**WHAT TO WORK ON**
Below are records; output all of them exactly.

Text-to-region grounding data
════════
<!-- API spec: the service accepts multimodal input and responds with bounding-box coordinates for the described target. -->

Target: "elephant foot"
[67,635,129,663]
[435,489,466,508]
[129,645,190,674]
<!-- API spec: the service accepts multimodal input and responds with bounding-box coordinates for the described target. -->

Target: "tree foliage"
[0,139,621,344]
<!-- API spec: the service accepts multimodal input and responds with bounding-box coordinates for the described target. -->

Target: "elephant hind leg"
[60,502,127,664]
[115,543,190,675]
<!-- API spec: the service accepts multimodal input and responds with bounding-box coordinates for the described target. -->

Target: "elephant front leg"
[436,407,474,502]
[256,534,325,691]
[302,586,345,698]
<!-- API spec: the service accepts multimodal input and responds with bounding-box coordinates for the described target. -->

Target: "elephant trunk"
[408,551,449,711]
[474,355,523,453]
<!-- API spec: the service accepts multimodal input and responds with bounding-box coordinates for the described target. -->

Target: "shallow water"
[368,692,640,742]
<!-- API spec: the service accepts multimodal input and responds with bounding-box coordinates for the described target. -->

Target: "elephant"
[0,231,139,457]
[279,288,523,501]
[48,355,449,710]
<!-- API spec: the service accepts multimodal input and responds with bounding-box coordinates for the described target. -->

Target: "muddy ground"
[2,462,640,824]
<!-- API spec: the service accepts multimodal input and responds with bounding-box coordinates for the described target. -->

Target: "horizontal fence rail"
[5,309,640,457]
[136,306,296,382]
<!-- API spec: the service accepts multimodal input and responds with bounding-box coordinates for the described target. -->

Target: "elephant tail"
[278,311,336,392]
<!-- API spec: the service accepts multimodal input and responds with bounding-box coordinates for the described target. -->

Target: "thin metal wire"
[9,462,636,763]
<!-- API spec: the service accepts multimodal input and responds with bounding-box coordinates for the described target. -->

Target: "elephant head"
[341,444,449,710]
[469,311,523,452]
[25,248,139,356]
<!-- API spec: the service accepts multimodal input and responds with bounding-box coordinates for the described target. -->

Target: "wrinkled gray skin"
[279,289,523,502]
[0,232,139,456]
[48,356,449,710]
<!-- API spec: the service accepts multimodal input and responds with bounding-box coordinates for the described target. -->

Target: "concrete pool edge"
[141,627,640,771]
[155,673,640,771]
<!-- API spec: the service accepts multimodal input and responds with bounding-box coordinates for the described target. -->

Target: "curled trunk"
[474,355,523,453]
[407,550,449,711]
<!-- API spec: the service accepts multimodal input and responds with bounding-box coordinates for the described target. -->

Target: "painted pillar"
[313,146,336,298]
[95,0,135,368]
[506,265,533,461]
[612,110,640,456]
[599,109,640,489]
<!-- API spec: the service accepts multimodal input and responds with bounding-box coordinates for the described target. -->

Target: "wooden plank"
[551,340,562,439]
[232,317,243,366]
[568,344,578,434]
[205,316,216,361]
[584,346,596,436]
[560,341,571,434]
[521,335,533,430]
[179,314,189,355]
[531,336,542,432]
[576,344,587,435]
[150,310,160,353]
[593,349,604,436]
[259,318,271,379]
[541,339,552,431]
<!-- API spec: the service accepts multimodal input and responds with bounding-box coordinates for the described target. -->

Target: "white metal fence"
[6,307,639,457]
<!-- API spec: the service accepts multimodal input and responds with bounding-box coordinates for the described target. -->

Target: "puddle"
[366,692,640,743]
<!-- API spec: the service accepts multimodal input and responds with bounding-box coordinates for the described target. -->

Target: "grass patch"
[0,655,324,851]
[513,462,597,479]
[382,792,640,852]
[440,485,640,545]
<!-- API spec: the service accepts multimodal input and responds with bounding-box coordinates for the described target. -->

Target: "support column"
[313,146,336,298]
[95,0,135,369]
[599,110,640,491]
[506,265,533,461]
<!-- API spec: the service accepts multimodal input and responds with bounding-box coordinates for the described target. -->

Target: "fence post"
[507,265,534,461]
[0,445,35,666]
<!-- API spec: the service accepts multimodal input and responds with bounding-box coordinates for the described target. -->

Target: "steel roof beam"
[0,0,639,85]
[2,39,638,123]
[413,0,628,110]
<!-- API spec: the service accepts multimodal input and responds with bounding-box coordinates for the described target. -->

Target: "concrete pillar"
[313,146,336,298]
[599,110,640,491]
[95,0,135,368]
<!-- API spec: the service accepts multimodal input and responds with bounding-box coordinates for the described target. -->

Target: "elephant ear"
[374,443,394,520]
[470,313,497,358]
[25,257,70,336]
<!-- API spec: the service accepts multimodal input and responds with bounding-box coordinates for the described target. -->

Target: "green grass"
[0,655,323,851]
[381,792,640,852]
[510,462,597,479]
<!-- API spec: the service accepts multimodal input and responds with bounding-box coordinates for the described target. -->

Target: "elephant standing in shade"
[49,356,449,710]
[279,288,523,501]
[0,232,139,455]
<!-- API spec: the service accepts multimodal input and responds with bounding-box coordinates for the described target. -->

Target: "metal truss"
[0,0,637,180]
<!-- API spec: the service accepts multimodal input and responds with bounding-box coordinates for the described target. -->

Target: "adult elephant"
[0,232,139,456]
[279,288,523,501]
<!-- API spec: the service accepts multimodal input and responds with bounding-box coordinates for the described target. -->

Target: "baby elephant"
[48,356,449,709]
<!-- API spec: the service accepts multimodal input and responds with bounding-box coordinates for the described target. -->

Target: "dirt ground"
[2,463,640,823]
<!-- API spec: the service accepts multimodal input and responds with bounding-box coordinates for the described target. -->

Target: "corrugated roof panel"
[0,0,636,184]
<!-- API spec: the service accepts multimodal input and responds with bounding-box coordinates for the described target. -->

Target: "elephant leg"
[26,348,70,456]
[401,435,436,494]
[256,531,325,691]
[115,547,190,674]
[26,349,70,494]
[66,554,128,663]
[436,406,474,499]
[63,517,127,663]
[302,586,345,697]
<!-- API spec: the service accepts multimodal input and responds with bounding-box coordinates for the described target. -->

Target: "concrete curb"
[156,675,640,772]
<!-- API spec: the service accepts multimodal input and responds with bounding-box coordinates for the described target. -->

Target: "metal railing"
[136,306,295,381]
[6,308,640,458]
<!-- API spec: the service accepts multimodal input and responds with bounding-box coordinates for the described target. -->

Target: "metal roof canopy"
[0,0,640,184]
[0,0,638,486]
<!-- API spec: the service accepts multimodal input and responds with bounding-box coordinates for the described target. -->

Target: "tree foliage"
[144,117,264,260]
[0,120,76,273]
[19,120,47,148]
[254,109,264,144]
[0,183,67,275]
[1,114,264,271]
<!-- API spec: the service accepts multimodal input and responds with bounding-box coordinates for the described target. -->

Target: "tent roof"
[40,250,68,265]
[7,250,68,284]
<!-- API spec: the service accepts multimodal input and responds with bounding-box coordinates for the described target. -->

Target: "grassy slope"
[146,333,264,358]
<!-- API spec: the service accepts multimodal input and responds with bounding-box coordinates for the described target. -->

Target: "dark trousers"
════════
**FINISHED TASK**
<!-- API spec: the service accepts multimodal input and responds with bounding-box coordinates for the described target. -->

Target: "elephant foot"
[67,635,129,663]
[435,489,466,508]
[129,645,190,674]
<!-- API spec: the service accepts multimodal input and responds with bounding-box coordinates for the described target. -->

Target: "tree foliage"
[0,139,621,344]
<!-- API spec: the service accepts multimodal input and responds with bounding-box coordinates for the described target. -->

Target: "elephant hind leg"
[60,502,127,664]
[115,543,190,675]
<!-- API spec: the service accepts multimodal input and responds with bounding-box coordinates for the described target. -->

Target: "elephant front leg"
[436,407,474,502]
[256,534,325,691]
[302,586,345,698]
<!-- API spec: the service accepts multimodal input and responds with bounding-box coordinates for the described target. -->

Target: "elephant trunk"
[408,551,449,711]
[474,355,523,453]
<!-- API spec: the service accepts multimodal input and responds with bounding-box coordinates for the described target. -->

Target: "shallow water"
[368,692,640,742]
<!-- API spec: the service accepts multimodal input and responds with bounding-box coordinates for the described target. -->

Target: "elephant"
[0,231,139,457]
[279,288,523,501]
[48,355,449,710]
<!-- API spec: the service accepts multimodal input and responds with bounding-box coordinates for the described target. -->

Target: "muddy ground"
[2,462,640,824]
<!-- API spec: the service accepts multimodal input and responds with bounding-box coordinates for the described target. -->

Target: "horizontal fence rail"
[5,309,640,457]
[136,306,296,382]
<!-- API spec: the service accepts multimodal input and responds with bounding-box coordinates for the described target. -->

Target: "elephant tail"
[278,311,336,392]
<!-- API spec: the service accepts multimodal input and responds with bounding-box coordinates for the described target. -->

Target: "thin metal wire"
[9,462,636,763]
<!-- API spec: the service accepts multimodal input and responds with bounding-box coordinates for the described target. -->

Target: "elephant head"
[341,444,449,710]
[469,311,523,452]
[25,248,139,356]
<!-- API spec: the service accepts multimodal input and responds with bounding-box coordinates for the described target. -->

Target: "wrinkled gray skin"
[279,289,523,502]
[0,232,139,456]
[48,356,449,710]
<!-- API spec: the service accepts multimodal input and responds with bounding-box coordinates for the described target. -->

Target: "concrete pool edge"
[141,627,640,771]
[155,673,640,771]
<!-- API spec: the service accepts multimodal input and responds with bounding-box coordinates for the described target. -->

Target: "curled trunk"
[474,355,523,453]
[407,550,449,711]
<!-- API spec: the service accepts multimodal input and responds with bounding-box coordinates for the described target. -->

Target: "painted pillar"
[313,146,336,298]
[95,0,135,368]
[506,265,533,461]
[612,110,640,456]
[599,109,640,489]
<!-- API spec: the service accepts multimodal input and responds with bounding-box coordinates for the described target. -->

Target: "wooden plank"
[551,340,562,439]
[232,317,243,366]
[568,344,578,434]
[205,316,216,361]
[584,346,596,436]
[560,341,571,434]
[521,335,533,430]
[179,314,189,355]
[531,336,542,432]
[576,344,587,435]
[150,310,160,353]
[593,349,604,436]
[259,318,271,379]
[541,339,552,431]
<!-- API spec: the service accepts multimodal input and responds with bounding-box coordinates for the described target. -->

Target: "white metal fence"
[6,307,639,457]
<!-- API spec: the service accepts multimodal input and responds with bounding-box coordinates for the described target. -->

Target: "puddle"
[366,692,640,743]
<!-- API spec: the service accepts multimodal input and responds with bounding-box coordinates for the described target. -->

Target: "grass patch"
[0,655,324,851]
[513,462,597,479]
[382,792,640,852]
[440,485,640,545]
<!-- API spec: the service accepts multimodal input and responds with bounding-box coordinates for the described target. -->

Target: "support column"
[313,146,336,298]
[95,0,135,369]
[599,110,640,491]
[506,265,533,461]
<!-- API spec: the service accepts multimodal input and responds with bounding-box coordinates for the described target. -->

Target: "fence post"
[507,265,534,461]
[0,445,35,666]
<!-- API spec: the service accepts multimodal input and responds with bounding-box coordinates for the described target. -->

Target: "steel roof beam"
[0,0,639,85]
[2,39,638,123]
[413,0,628,110]
<!-- API spec: the service accepts multimodal input and responds with bounding-box coordinates for the described target. -->

Target: "concrete pillar"
[313,146,336,298]
[599,110,640,491]
[95,0,135,368]
<!-- API spec: the service accepts multimodal input and responds with bounding-box coordinates for the described target. -->

Target: "elephant ear"
[374,443,394,520]
[470,313,497,358]
[25,257,70,336]
<!-- API spec: the service accepts multimodal input and responds with bounding-box coordinates for the described target. -->

Target: "green grass"
[0,655,323,851]
[381,792,640,852]
[510,462,597,479]
<!-- API spec: the service accepts multimodal input and responds with bounding-box coordinates for the described target. -->

Target: "elephant standing in shade"
[49,356,449,710]
[279,288,523,501]
[0,232,139,455]
<!-- API spec: the service accepts multimodal input and responds with bounding-box coordinates for the described target. -->

Target: "metal truss"
[0,0,637,180]
<!-- API spec: the service accepts multimodal input and responds with bounding-box coordinates for the described target. -->

Target: "adult elephant"
[0,232,139,456]
[279,288,523,501]
<!-- API spec: the service accepts multimodal input and responds with bounding-box coordinates for the described target. -->

Target: "baby elephant"
[48,356,449,709]
<!-- API spec: the service accepts multimodal input and responds with bounding-box coordinates for the described target. -->

Target: "dirt ground"
[2,463,640,823]
<!-- API spec: the service accepts multimodal input and responds with bounding-box coordinates for the described target. -->

Target: "corrugated roof panel"
[0,0,636,184]
<!-- API spec: the service accepts multimodal input and responds with bounding-box coordinates for the described target. -->

Target: "elephant leg"
[26,348,70,456]
[401,435,436,494]
[256,531,325,691]
[115,547,190,674]
[26,349,70,494]
[66,554,128,663]
[436,406,474,499]
[63,517,127,663]
[302,586,345,697]
<!-- API spec: the service accepts multimodal input and responds with bounding-box coordinates for the described target. -->

Target: "concrete curb"
[156,675,640,772]
<!-- API spec: the service accepts multimodal input and responds with bounding-box coordinates for the described target. -->

Target: "metal railing"
[136,306,295,381]
[6,308,640,458]
<!-- API spec: the service accepts multimodal input and responds with bounding-box coordinates for the described target. -->

Target: "metal roof canopy"
[0,0,640,184]
[0,0,638,486]
<!-- API spec: the service accepts multimodal input and responds with bounding-box coordinates for the described target. -->

Target: "tree foliage"
[144,117,264,260]
[0,120,76,273]
[19,120,47,148]
[254,109,264,144]
[0,183,67,275]
[1,114,264,271]
<!-- API spec: the service accepts multimodal input and responds with bounding-box coordinates for the described target. -->

Target: "tent roof"
[40,250,68,265]
[7,250,68,284]
<!-- API spec: the service accepts multimodal input and responds with bounding-box coordinates for the described target. -->

Target: "grassy slope"
[146,333,264,358]
<!-- API spec: the service accepts multimodal input and responds with bounding-box coordinates for the described target. -->

Target: "dark trousers"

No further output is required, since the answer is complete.